--- What to produce ---
Retype, without alteration, each line from the line containing "task: segment every instance of the dark bowl" to the final line of the records.

↓

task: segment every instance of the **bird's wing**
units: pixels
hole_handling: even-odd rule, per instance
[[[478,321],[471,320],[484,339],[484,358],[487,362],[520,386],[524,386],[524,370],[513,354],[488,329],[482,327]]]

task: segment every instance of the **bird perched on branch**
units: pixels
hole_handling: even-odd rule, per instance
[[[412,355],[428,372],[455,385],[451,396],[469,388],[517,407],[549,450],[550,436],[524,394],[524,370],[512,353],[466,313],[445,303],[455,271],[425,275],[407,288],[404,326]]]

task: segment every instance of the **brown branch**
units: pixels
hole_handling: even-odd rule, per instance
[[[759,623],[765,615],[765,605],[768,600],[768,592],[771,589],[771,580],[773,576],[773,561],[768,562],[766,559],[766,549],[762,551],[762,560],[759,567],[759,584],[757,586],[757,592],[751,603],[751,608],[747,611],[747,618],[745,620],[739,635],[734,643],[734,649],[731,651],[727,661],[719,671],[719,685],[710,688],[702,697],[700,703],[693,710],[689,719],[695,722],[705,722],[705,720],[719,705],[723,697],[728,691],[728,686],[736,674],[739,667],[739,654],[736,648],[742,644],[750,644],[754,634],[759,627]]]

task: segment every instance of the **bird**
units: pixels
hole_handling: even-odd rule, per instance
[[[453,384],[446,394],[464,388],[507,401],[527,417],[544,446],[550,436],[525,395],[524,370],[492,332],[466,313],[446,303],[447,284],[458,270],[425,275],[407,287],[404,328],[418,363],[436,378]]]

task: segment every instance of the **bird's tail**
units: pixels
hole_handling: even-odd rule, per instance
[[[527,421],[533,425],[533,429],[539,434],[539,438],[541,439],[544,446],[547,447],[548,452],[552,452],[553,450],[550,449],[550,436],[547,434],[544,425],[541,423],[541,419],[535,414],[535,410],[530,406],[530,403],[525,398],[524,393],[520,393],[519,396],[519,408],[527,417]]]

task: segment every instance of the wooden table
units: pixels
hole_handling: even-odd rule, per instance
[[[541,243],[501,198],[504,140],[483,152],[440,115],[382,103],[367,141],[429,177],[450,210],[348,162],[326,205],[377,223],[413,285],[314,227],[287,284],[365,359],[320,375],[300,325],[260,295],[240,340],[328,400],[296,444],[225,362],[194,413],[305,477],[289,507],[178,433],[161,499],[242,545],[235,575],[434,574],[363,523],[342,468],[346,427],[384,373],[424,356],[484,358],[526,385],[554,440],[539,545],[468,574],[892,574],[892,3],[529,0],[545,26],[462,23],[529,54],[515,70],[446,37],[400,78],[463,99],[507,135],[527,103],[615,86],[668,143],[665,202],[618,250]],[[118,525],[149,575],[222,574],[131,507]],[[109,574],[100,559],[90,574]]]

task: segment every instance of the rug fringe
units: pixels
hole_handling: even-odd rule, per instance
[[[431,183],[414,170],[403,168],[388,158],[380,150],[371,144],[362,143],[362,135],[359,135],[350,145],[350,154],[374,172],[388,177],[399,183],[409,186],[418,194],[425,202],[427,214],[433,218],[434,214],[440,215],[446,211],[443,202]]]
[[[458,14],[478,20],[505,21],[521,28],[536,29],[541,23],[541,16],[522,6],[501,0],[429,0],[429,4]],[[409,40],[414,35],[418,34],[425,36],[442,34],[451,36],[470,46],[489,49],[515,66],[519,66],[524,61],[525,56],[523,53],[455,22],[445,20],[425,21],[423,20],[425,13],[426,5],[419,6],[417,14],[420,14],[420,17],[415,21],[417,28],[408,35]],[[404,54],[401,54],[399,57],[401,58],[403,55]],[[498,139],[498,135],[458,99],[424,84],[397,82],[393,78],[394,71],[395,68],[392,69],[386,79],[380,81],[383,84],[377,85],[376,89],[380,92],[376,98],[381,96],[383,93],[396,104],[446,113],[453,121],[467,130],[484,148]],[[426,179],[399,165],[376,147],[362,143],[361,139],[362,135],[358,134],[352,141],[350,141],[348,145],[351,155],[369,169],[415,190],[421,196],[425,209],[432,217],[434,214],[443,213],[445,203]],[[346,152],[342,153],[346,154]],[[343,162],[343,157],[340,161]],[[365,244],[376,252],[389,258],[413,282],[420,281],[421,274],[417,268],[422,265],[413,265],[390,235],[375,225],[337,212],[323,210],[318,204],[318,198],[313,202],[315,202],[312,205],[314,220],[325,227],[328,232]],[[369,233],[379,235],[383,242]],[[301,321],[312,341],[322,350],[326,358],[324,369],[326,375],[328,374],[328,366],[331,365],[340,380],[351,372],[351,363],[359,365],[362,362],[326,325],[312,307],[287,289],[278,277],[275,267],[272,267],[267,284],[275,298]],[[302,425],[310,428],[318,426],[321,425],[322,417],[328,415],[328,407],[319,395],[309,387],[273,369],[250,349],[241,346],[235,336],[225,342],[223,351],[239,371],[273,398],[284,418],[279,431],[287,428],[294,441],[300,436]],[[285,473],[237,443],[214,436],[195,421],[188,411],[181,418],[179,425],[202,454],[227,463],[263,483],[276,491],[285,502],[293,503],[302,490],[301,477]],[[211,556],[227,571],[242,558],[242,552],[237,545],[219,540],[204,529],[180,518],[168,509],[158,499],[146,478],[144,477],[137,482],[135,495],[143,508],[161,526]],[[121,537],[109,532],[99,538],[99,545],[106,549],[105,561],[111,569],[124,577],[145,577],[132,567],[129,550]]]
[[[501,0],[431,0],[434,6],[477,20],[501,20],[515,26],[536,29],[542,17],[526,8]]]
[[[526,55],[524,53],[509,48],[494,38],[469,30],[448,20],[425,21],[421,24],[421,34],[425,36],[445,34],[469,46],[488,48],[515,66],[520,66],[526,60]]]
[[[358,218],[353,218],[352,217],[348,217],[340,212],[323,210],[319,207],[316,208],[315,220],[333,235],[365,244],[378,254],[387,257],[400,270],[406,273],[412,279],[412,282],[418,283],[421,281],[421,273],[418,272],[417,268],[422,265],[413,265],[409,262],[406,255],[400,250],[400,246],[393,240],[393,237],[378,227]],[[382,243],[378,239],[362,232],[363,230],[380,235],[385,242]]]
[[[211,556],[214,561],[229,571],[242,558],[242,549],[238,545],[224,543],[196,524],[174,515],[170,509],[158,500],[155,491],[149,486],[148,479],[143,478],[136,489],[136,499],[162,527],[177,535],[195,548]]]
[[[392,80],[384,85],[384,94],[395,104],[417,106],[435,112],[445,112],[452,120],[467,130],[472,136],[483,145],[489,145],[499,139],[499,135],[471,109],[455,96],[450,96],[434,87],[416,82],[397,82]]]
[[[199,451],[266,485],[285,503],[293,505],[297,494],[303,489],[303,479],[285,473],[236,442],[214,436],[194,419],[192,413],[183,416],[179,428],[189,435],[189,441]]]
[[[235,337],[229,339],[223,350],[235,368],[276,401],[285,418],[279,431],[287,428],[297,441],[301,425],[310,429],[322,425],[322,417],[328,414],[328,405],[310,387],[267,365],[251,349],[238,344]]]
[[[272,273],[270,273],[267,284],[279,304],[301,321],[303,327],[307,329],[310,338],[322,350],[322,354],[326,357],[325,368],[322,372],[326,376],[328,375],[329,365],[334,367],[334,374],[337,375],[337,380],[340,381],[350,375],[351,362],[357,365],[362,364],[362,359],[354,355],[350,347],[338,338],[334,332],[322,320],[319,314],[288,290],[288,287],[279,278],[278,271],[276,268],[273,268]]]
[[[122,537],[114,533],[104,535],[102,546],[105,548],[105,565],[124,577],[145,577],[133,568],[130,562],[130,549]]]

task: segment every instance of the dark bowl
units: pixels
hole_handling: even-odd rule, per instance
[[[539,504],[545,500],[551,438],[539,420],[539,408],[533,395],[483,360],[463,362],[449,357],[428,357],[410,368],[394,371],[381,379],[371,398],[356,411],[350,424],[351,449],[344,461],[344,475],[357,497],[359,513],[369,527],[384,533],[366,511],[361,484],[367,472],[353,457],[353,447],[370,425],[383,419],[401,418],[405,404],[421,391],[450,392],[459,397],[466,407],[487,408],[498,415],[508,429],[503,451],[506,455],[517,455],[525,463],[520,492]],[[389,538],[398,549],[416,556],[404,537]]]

↑

--- Reply to the task ---
task: segment every instance of the dark bowl
units: pixels
hole_handling: even-odd rule, per instance
[[[539,504],[545,500],[551,438],[539,420],[539,408],[533,395],[483,360],[463,362],[449,357],[428,357],[410,368],[394,371],[381,379],[371,398],[356,411],[350,424],[351,449],[344,461],[344,475],[357,497],[359,513],[369,527],[384,533],[366,511],[361,484],[367,472],[353,457],[353,447],[370,425],[383,419],[401,418],[405,404],[421,391],[450,392],[459,397],[466,407],[487,408],[498,415],[508,429],[503,451],[506,455],[517,455],[525,463],[520,492]],[[389,538],[398,549],[416,556],[404,537]]]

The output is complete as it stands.